DOCUMENTTEKST —
'''

4. Als de verzaker van alle gedachten (sarva sankalpa sannyaasie) waarlijk niet gehecht is aan zintuiglijke voorwerpen en handelingen, wordt hij een Yogaroedha genoemd.

De zintuiglijke voorwerpen houden op de zintuiglijke centra te zoeken van zo iemand terwijl hijzelf de diepe rust in de zaligheid van het Zelf geniet in de innerlijke kwartieren van zijn hart. Zelfs als zijn geest wordt geraakt door plezier en pijn wordt hij nooit opgewekt tot bewustzijn ervan en hij wordt niet aangezet tot herkenning van de zintuiglijke voorwerpen die hem in een ontmoeting confronteren. Zijn geest voelt geen aantrekking voor de vrucht van handeling, zelfs als de zinnen tot handeling overgaan. Hij alleen is een adept die vaststaat in Yoga, die geen acht slaat op het geheel van lichaamsactiviteiten en die verblijft alsof hij slaapt. Hierop zei Arjoena: "O Heer, hoe wonderbaar is alles wat u zegt. Wat is het dan dat hem zulk een grote waarde geeft?"

5. Laat hem het zelf verheffen door het Zelf alleen en laat hem het zelf niet verlagen. Het Zelf alleen is waarlijk de vriend van het zelf, het Zelf alleen is de vijand van het zelf.

Shrie Krishna glimlachte hierom en zei: "Je vraag verbaast me. Wie kan geven en aan wie en wat waar het ene wezen zonder weerga verblijft? Liggend op het bed van illusies valt de ziel in de slaap van onwetendheid en heeft af te rekenen met de kwade dromen van geboorte en dood. En wanneer hij ontwaakt dringt de leegheid van het onderwerp van zijn droom tot hem door. Ook deze verwerkelijking is zoals de oorspronkelijke illusie waarheid in haar eigen wezen. Aldus, O Dhananjaya, wordt hij de oorzaak van zijn eigen ondergang door de vergissing van de eigenwaan van zijn eigen lichamelijk bestaan.

6. Het Zelf is de vriend van het zelf voor hem die het zelf overwonnen heeft, maar voor het onoverwonnen zelf staat het Zelf in de positie van een vijand.

'''

FRAGMENTEN UIT RECORDS —
'''

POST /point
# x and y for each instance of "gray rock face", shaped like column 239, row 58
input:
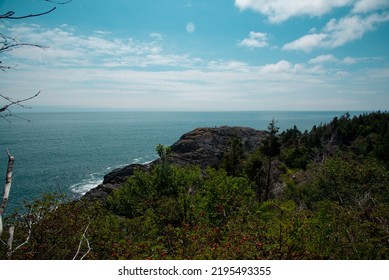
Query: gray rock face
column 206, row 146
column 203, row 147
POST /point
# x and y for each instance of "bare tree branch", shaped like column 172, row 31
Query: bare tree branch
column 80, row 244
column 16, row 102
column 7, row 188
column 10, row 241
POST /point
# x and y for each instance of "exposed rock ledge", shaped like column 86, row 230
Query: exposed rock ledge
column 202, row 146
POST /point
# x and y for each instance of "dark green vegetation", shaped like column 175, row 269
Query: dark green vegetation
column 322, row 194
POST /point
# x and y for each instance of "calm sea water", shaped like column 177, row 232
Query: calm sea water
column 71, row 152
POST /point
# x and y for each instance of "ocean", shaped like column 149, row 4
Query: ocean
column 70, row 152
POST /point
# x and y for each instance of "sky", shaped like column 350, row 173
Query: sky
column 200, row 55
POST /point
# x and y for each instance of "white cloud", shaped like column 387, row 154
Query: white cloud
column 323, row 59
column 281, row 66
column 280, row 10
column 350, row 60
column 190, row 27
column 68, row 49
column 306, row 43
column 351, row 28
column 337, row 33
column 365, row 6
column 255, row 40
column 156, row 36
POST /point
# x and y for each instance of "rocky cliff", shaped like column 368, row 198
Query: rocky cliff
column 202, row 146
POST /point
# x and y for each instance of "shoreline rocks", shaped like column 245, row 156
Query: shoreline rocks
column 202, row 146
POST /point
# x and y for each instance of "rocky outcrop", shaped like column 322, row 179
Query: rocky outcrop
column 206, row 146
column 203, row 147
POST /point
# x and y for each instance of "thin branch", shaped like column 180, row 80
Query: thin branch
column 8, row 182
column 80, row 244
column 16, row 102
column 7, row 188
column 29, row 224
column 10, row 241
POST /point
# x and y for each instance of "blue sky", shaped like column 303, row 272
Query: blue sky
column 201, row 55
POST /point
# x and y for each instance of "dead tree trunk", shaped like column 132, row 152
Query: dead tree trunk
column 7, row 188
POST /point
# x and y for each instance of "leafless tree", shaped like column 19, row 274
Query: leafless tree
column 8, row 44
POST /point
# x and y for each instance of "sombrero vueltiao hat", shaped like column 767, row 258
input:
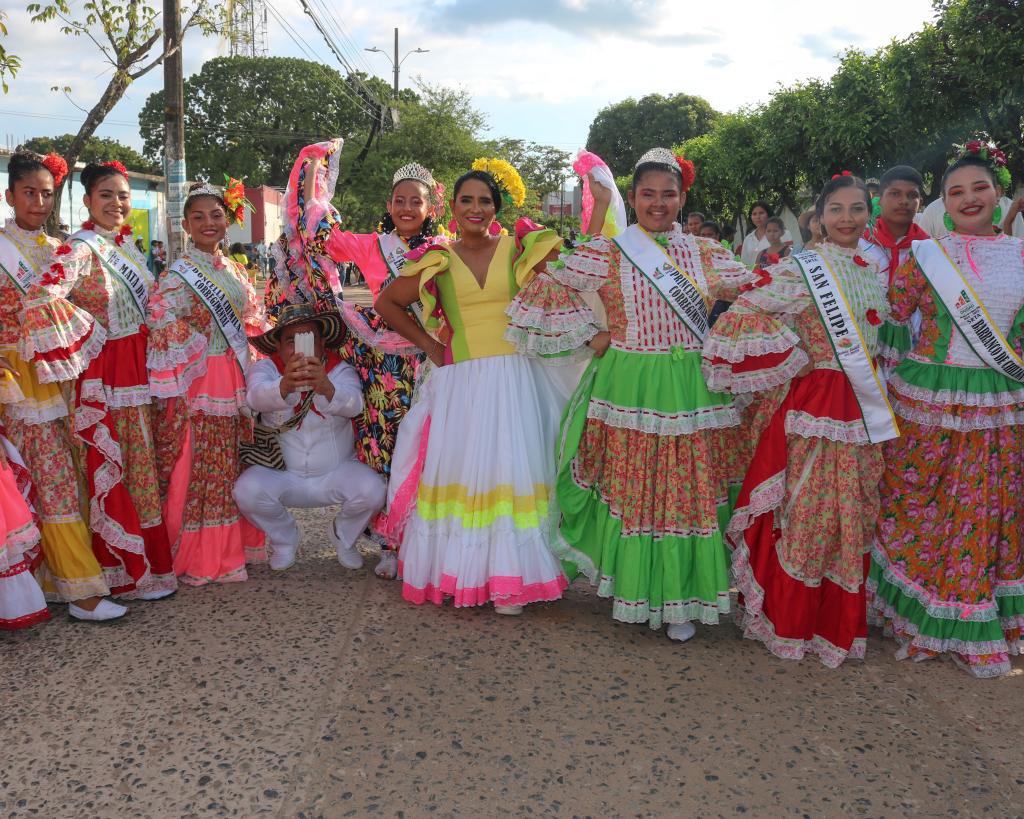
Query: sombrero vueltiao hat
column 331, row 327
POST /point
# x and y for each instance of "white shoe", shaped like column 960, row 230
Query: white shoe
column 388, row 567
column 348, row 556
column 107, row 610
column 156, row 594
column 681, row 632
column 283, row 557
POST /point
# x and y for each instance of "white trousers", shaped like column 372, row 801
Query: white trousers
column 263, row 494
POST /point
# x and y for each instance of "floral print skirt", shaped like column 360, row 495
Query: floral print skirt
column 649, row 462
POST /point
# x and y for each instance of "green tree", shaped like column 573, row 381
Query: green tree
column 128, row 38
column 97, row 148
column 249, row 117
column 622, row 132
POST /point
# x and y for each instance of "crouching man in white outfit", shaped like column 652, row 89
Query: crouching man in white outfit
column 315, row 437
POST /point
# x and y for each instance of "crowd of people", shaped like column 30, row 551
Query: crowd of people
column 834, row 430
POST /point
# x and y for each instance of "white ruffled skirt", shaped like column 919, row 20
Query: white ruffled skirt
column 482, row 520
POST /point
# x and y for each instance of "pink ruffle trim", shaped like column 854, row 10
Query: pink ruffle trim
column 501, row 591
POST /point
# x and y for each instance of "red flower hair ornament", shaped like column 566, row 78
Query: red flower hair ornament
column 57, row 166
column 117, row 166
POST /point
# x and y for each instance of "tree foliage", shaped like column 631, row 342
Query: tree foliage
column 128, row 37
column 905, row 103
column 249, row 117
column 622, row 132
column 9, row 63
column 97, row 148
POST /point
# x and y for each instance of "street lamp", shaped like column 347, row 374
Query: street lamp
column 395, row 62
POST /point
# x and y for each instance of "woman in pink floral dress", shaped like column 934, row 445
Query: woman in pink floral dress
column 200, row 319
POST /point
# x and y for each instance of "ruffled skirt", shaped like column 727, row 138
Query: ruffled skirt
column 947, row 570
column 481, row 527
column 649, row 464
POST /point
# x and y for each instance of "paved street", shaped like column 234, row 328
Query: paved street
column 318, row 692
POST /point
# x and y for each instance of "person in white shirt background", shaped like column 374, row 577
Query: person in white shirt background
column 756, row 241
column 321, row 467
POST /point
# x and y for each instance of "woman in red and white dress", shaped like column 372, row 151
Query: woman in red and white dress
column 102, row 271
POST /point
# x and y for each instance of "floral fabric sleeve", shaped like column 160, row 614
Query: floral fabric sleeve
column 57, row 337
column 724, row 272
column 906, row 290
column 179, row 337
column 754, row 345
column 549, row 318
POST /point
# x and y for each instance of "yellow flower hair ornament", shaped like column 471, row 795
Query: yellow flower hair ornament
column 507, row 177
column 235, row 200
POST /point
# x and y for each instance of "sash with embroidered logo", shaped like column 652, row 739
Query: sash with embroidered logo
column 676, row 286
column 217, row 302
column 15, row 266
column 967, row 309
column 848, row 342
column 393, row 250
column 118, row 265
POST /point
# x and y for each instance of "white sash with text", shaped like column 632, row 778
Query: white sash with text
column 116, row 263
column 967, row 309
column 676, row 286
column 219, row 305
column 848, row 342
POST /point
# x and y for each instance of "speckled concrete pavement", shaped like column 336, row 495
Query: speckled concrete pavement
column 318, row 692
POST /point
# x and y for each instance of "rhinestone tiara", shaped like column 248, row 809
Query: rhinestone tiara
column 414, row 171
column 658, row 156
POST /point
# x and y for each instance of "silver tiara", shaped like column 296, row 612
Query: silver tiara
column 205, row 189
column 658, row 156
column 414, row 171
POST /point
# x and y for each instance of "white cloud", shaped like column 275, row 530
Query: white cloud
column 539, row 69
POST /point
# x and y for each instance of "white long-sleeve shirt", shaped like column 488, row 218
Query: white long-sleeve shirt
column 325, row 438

'''

OPGAVEN —
a) Neem uit de tekst over Yoga en het Zelf letterlijk het stuk over van "6. Het Zelf" tot "van een vijand.".
b) Ga verder met de tekst over Yoga en het Zelf, aansluitend op de laatste zin.

ANTWOORDEN PER OPGAVE —
a)
6. Het Zelf is de vriend van het zelf voor hem die het zelf overwonnen heeft, maar voor het onoverwonnen zelf staat het Zelf in de positie van een vijand.

b)
Wie in gedachten de eigenwaan opgeeft en één wordt met het eeuwige wezen van het hoogste Brahman heeft zich gevestigd in het hoogste goed. Anders wordt men zijn eigen vijand, die zich, zoals de zijdeworm, misleid door de elegantie van zijn eigen lichaam, vereenzelvigt met zijn lichamelijk wezen en die erdoor wordt omringd en verstikt. Hoe jammer is het dat de ongelukkige, die op de rand van een meevaller staat, zich voelt zoals iemand die blind is en zijn ogen sluit al heeft hij het volledige gebruik over zijn ogen of iemand die onder invloed van begoocheling blijft bazelen: 'Dat ben ik niet, ik ben verloren, ik werd ontvoerd', en die volhardt in die dwaasheid. In feite is de ziel zelf Brahman. Hoe jammer echter dat de geest nooit neigt in de richting van die waarheid. De toestand van de ziel lijkt heel erg op die in het verhaal over 'De Papegaai en de Buis'. Een papegaai zit op de buis die door een jager werd vastgemaakt aan een boom om hem te vangen. Door zijn gewicht begint de buis rond te draaien. De papegaai had moeten wegvliegen zodra de buis begon te bewegen, maar hij panikeert, verwringt zijn nek, wringt zijn lichaam en poten in bochten, houdt de buis steviger vast met zijn bek en klauwen en wordt gevangen in de val in het valse geloof dat hij echt vastgebonden is. Kan men zeggen dat iemand hem vastbond als hij zich op zo'n onzinnige manier laat beetnemen? Maar eens gevangen in die begoocheling laat hij de buis niet meer los al wordt hij doormidden gehakt. Daarom wordt iemand die volhardt in zijn verkeerde idee'n en inbeeldingen zijn eigen vijand. Degene echter die de ervaring 'Ik ben het hoogste Brahman zelf' heeft en die nooit zijn geest bezoedelt met enige onware notie beschouw ik als iemand die het Zelf verwerkelijkte.

7. Het opperste Zelf (paramaatmaa) van de zelfbeheerste en vredevolle is gelijk in koude en hitte, in vreugde en pijn en in eer en oneer.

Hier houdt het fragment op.